= CHALLENGE =
Can you reproduce the records starting at the line containing "entry: snow-capped mountain" and ending at the line containing "M 82 119 L 85", both ends included, and resize every coordinate in the answer outlines by multiplying it by 0.85 and rounding to a whole number, halves up? Leave the requests and their sample outlines unchanged, and give only those lines.

·····

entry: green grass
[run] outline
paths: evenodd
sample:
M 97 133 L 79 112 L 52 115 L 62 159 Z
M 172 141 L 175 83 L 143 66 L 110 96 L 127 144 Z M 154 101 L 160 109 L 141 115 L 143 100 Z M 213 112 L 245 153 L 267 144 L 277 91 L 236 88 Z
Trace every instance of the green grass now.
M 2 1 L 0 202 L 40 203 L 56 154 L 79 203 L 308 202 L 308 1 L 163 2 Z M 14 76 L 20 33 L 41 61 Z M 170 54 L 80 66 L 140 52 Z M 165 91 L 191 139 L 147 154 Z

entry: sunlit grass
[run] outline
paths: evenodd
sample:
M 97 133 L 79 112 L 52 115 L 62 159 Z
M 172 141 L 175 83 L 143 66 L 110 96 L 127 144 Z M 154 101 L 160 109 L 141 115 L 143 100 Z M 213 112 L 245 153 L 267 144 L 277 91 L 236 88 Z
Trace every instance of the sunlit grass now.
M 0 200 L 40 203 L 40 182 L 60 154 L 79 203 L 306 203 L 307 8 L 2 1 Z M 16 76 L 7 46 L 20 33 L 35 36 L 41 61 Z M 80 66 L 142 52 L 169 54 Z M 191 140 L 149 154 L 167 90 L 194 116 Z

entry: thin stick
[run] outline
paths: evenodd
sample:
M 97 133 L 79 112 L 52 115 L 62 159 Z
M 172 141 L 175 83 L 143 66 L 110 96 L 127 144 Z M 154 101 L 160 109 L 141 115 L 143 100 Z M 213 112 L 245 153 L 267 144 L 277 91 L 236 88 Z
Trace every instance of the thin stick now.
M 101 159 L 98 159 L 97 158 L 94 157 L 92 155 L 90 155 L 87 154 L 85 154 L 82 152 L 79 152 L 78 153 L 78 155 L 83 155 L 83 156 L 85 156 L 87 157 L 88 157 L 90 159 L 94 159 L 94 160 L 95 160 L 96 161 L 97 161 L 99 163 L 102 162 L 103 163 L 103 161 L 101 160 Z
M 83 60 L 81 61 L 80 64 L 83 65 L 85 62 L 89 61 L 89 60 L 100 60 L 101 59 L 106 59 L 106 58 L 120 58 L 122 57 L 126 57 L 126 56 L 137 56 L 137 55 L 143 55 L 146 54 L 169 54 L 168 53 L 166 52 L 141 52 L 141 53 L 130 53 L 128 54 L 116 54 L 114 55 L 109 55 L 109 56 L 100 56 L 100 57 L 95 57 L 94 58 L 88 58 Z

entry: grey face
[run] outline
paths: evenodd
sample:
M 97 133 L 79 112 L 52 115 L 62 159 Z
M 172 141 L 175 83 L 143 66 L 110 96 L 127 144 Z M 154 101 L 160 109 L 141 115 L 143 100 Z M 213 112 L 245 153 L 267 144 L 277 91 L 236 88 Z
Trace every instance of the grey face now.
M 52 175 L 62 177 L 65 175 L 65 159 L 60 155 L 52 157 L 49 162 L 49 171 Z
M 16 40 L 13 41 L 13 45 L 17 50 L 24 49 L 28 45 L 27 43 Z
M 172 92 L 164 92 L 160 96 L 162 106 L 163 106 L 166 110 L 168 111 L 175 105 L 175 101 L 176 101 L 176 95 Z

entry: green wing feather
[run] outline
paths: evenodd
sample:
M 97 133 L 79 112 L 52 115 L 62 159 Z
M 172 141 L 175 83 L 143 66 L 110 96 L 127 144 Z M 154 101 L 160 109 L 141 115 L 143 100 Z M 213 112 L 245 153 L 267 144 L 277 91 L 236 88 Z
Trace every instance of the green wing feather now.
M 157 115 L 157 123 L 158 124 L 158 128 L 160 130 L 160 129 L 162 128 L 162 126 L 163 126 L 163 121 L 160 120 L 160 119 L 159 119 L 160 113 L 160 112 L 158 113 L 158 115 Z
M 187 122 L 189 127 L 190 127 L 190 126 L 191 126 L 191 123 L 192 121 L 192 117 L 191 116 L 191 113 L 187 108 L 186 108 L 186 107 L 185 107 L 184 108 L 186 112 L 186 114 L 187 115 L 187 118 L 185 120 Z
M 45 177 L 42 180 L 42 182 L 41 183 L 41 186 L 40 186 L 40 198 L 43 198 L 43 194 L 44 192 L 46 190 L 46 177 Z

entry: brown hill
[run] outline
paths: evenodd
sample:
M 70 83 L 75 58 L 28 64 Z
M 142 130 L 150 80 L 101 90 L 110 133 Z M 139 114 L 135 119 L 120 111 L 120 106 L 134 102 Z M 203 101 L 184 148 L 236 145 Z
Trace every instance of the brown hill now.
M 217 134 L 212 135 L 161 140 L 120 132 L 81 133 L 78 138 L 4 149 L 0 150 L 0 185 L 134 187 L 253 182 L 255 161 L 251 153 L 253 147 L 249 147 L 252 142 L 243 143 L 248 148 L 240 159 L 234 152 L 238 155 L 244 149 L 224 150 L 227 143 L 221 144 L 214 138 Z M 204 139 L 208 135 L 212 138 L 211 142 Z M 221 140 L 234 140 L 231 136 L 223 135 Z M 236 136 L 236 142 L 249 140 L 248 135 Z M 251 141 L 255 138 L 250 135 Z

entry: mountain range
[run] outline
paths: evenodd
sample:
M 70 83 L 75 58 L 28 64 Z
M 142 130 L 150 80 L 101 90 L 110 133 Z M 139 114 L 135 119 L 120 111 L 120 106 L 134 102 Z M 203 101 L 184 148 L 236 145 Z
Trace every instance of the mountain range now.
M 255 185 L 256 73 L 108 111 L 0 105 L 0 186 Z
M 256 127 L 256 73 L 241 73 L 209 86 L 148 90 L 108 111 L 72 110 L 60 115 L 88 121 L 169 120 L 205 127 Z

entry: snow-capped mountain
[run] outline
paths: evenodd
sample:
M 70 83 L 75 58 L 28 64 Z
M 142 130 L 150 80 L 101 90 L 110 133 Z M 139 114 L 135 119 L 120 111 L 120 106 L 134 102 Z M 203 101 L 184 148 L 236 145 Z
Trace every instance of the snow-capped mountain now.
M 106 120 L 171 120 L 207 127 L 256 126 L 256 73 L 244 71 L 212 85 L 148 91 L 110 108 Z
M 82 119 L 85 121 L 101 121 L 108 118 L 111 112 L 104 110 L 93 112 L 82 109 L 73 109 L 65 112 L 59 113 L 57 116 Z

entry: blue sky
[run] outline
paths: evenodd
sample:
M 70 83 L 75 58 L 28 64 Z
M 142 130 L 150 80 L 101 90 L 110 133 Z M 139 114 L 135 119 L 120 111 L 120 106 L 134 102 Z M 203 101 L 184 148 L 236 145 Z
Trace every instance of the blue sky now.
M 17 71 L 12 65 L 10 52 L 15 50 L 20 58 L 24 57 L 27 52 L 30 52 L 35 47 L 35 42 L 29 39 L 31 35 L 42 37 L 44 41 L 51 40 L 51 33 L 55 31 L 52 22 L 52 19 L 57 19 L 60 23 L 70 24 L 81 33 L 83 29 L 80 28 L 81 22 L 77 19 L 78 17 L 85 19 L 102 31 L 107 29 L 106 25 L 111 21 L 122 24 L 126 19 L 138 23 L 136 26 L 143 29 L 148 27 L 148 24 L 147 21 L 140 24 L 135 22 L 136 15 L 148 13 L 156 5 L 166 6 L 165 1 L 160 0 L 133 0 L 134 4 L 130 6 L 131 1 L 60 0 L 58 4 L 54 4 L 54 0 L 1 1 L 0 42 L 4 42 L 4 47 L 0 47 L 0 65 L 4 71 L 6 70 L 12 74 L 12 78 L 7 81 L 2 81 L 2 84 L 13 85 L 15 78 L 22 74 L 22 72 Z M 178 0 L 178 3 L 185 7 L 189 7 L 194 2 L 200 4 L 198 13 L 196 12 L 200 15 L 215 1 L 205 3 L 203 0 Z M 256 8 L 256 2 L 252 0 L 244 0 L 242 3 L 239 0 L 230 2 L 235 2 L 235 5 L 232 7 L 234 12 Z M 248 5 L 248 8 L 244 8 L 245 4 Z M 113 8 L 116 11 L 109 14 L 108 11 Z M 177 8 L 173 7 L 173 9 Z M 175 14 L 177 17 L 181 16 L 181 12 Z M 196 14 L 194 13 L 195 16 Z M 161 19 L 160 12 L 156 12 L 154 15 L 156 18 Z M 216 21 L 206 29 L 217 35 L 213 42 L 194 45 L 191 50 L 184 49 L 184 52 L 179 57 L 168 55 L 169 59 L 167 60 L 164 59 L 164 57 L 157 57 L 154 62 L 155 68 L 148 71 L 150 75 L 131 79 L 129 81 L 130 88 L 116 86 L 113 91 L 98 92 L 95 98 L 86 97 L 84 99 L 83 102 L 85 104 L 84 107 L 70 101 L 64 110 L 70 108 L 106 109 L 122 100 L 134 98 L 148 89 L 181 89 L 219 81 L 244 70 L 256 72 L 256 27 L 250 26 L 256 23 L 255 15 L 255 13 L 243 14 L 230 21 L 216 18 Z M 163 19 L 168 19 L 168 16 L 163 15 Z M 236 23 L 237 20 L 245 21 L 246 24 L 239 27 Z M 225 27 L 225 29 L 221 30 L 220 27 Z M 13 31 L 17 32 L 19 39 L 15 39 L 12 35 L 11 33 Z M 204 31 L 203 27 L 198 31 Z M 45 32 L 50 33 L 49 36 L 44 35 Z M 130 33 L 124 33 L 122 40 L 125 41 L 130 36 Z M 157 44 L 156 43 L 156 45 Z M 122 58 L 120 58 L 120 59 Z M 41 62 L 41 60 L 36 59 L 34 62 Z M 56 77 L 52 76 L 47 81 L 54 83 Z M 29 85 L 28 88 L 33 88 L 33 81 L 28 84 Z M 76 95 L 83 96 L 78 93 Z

·····

= EXERCISE RESULT =
entry: snow-capped mountain
[run] outline
paths: evenodd
sample:
M 70 83 L 75 58 L 28 64 Z
M 142 130 L 150 80 L 101 90 L 110 133 Z M 139 114 L 135 119 L 120 111 L 120 106 L 134 102 Z M 203 101 L 184 148 L 236 145 Z
Trace every instance of the snow-capped mountain now.
M 90 102 L 145 102 L 176 108 L 218 107 L 218 62 L 207 60 L 180 72 L 126 77 L 94 92 Z
M 70 101 L 72 103 L 86 103 L 92 100 L 94 95 L 88 94 L 79 95 L 70 93 L 62 93 L 55 95 L 50 96 L 48 99 Z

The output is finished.